(Exercise directions): Answer with a single number: the count of lines below that hold "Target".

(Information provided):
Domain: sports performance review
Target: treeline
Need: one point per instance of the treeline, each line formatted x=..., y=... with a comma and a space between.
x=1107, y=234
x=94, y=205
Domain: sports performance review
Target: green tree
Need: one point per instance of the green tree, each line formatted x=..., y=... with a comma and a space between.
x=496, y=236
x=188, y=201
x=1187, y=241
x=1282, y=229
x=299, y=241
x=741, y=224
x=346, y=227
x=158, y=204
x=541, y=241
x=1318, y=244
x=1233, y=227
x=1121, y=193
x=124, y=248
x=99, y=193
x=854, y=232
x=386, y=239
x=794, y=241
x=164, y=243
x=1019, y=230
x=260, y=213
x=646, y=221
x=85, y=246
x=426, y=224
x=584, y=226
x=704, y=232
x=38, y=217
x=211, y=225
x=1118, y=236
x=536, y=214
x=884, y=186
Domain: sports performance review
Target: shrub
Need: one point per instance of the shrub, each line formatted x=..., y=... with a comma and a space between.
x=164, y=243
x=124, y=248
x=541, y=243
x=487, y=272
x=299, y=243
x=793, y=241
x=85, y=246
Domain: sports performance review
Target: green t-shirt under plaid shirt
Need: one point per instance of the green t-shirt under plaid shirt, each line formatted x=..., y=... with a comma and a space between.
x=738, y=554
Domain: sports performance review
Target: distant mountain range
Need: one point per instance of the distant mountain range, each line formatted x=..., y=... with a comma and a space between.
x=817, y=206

(Output for this task): 5